WHAT YOU WILL DO — Count the lines in the entries below that contain the word "stone", and reply with that number alone.

PROVIDED MATERIAL —
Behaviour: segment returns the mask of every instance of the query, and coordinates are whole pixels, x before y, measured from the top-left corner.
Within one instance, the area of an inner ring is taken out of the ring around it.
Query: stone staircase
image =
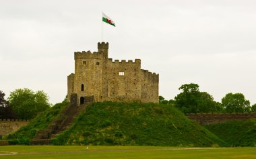
[[[50,144],[51,138],[61,134],[71,125],[74,119],[82,111],[86,111],[86,106],[92,103],[86,103],[79,106],[69,104],[61,113],[59,117],[53,120],[47,129],[38,131],[33,140],[30,140],[31,145]]]

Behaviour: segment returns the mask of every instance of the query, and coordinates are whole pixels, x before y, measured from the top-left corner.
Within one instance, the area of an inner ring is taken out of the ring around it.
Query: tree
[[[5,107],[7,106],[7,101],[5,99],[5,94],[0,91],[0,107]]]
[[[32,119],[51,105],[49,97],[44,91],[34,93],[29,89],[20,89],[11,92],[8,100],[19,119]]]
[[[200,92],[197,84],[183,85],[179,90],[183,91],[175,97],[175,106],[185,113],[216,112],[217,103],[212,95]]]
[[[250,111],[250,101],[246,100],[240,93],[228,93],[222,99],[222,103],[228,113],[243,113]]]
[[[17,119],[17,115],[5,99],[5,94],[0,91],[0,119]]]
[[[256,113],[256,104],[251,106],[251,110],[252,112]]]

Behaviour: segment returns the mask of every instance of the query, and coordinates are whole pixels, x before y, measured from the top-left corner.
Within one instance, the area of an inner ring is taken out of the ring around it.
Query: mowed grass
[[[255,148],[9,146],[0,158],[256,158]],[[16,152],[15,155],[3,156]]]

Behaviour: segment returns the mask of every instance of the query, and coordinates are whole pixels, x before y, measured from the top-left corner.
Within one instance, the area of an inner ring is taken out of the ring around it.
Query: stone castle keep
[[[67,97],[77,105],[88,101],[158,103],[158,74],[141,69],[141,60],[113,61],[108,43],[98,43],[98,52],[75,52]]]

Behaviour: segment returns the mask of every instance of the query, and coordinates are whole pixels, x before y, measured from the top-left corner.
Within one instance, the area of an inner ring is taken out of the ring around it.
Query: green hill
[[[96,103],[51,140],[55,145],[224,146],[177,109],[158,104]]]
[[[47,129],[51,122],[57,118],[60,112],[68,103],[63,101],[57,103],[53,107],[40,113],[34,119],[31,120],[29,124],[22,127],[13,134],[5,137],[9,140],[9,144],[29,144],[38,130]]]
[[[256,146],[256,119],[205,127],[232,146]]]

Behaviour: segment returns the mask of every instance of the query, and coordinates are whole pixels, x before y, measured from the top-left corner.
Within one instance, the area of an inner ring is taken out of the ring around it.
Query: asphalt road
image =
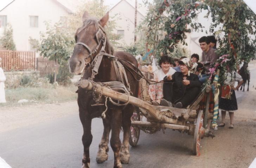
[[[256,74],[255,70],[252,72]],[[252,85],[255,80],[251,80]],[[250,89],[254,89],[252,86]],[[247,97],[245,94],[256,95],[256,92],[237,93],[238,104]],[[256,139],[256,115],[251,114],[256,112],[256,106],[250,103],[250,111],[244,113],[245,117],[241,113],[242,118],[235,118],[237,124],[233,130],[219,128],[216,138],[202,139],[200,156],[192,154],[192,136],[168,130],[164,134],[161,131],[153,135],[141,131],[138,145],[130,148],[130,163],[123,164],[123,167],[248,168],[256,157],[256,142],[253,140]],[[251,114],[250,118],[255,119],[247,118],[248,114]],[[103,132],[101,119],[94,119],[92,128],[91,167],[113,167],[113,155],[110,147],[108,160],[101,164],[96,161]],[[12,168],[81,167],[82,134],[77,114],[4,132],[0,134],[0,156]],[[222,138],[225,140],[222,141]],[[224,148],[227,153],[223,154]]]

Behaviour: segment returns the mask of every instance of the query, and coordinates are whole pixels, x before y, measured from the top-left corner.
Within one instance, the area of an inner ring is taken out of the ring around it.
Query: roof
[[[2,10],[5,9],[5,8],[7,7],[10,4],[12,4],[14,1],[15,0],[6,0],[4,2],[4,6],[2,6],[1,7],[2,8],[0,8],[0,12],[1,12]]]
[[[200,45],[199,45],[198,43],[197,42],[198,41],[197,40],[199,38],[199,37],[191,37],[191,40],[192,41],[193,41],[196,44],[197,44],[198,46],[200,47]]]
[[[111,9],[110,9],[109,10],[111,10],[112,9],[115,8],[116,6],[118,4],[119,4],[121,2],[122,2],[123,1],[127,2],[128,4],[129,4],[131,6],[132,6],[132,7],[134,8],[135,9],[135,4],[134,4],[134,6],[133,5],[131,4],[131,3],[130,2],[128,2],[127,0],[121,0],[120,1],[119,1],[118,2],[117,2],[117,3],[116,4],[115,6],[114,6],[113,7],[112,7],[112,8],[111,8]],[[140,14],[143,17],[145,17],[145,15],[143,14],[142,13],[141,13],[141,12],[137,8],[137,11],[138,13],[140,13]]]
[[[2,1],[2,0],[1,0]],[[53,1],[55,1],[57,4],[59,5],[59,6],[63,8],[65,10],[66,10],[69,13],[72,13],[73,12],[69,8],[68,8],[68,6],[69,5],[68,5],[68,4],[66,3],[66,1],[63,1],[62,0],[52,0]],[[0,12],[4,9],[7,6],[11,5],[12,2],[14,2],[15,0],[5,0],[4,1],[5,4],[4,4],[4,6],[1,7],[2,8],[1,9],[0,8]]]

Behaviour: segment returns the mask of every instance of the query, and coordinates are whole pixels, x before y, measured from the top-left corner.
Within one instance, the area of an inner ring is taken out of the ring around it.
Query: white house
[[[39,40],[39,32],[45,31],[44,22],[54,23],[72,13],[59,0],[13,0],[0,10],[0,36],[7,23],[13,29],[17,50],[33,50],[30,37]]]
[[[139,5],[137,8],[137,25],[141,22],[145,17],[140,11]],[[123,44],[130,45],[134,40],[134,21],[135,4],[132,4],[127,0],[121,0],[110,10],[110,17],[116,16],[117,26],[114,30],[115,33],[123,35],[122,39],[117,42],[121,47]],[[137,38],[140,35],[137,35]]]

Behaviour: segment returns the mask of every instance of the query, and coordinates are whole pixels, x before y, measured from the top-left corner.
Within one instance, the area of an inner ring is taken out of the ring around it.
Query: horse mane
[[[99,22],[98,19],[95,17],[91,17],[88,19],[84,21],[83,23],[83,26],[79,29],[79,30],[77,33],[79,33],[82,30],[86,29],[87,27],[91,25],[94,25],[96,28],[96,31],[98,31],[99,27]],[[105,33],[106,33],[105,31]],[[113,55],[115,52],[114,48],[111,45],[111,43],[109,41],[107,35],[106,34],[106,46],[105,49],[106,50],[106,52],[110,54]]]

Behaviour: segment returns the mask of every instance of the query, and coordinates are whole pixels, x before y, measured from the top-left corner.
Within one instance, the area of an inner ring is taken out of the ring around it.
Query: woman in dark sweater
[[[171,106],[171,102],[175,107],[186,108],[200,92],[201,84],[198,76],[190,73],[192,64],[190,58],[183,58],[179,63],[181,72],[164,79],[162,105]]]

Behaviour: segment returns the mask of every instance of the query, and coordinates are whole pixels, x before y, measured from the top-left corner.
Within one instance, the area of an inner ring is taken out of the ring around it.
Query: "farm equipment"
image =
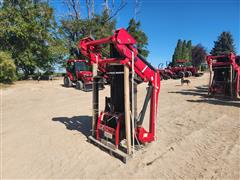
[[[160,92],[159,73],[138,53],[135,44],[136,40],[125,29],[116,30],[107,38],[87,37],[79,42],[79,49],[93,65],[93,72],[98,69],[110,82],[110,97],[105,97],[105,109],[99,114],[97,87],[101,77],[94,76],[92,135],[88,139],[124,162],[139,145],[155,140]],[[103,54],[103,45],[109,45],[108,55]],[[141,82],[147,82],[148,88],[137,114],[137,85]],[[149,101],[149,130],[146,130],[143,121]]]
[[[91,91],[93,78],[90,66],[86,60],[68,60],[66,66],[66,75],[64,77],[64,86],[72,87],[75,84],[77,89]],[[101,83],[100,88],[103,88]]]
[[[208,94],[231,98],[240,96],[240,56],[233,53],[220,56],[207,56],[210,70]]]

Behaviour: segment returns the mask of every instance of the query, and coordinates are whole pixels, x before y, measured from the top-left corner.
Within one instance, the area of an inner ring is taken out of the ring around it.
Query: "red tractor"
[[[240,97],[240,56],[233,53],[207,56],[210,70],[208,94]]]
[[[92,71],[86,60],[68,60],[63,82],[65,87],[72,87],[75,84],[77,89],[91,91],[93,85]],[[103,83],[100,87],[103,88]]]

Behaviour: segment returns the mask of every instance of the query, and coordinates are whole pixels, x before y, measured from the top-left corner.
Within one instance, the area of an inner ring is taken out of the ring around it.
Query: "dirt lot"
[[[208,99],[207,80],[162,82],[157,141],[127,164],[87,142],[91,93],[62,80],[4,88],[2,177],[240,179],[240,102]],[[144,85],[139,94],[141,106]]]

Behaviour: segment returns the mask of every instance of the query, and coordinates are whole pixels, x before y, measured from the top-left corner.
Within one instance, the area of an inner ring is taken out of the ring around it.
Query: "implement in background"
[[[233,53],[221,56],[207,56],[210,70],[208,94],[239,99],[240,56]]]

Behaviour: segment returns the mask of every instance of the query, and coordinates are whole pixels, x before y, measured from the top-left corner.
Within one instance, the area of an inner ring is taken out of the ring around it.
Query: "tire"
[[[190,76],[192,76],[191,71],[186,71],[186,72],[185,72],[185,77],[190,77]]]
[[[82,90],[82,88],[83,88],[83,83],[82,83],[82,81],[77,81],[77,82],[76,82],[76,88],[79,89],[79,90]]]
[[[72,81],[68,76],[65,76],[63,79],[63,84],[65,87],[72,87]]]
[[[182,72],[182,71],[179,71],[179,72],[178,72],[178,77],[179,77],[179,78],[183,78],[184,75],[185,75],[184,72]]]

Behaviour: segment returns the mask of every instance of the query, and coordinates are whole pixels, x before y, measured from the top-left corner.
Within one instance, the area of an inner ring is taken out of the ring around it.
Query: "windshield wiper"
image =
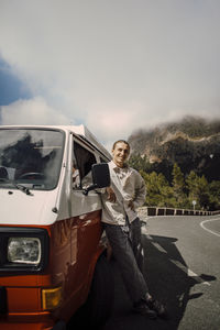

SOLUTION TO THIS TASK — 2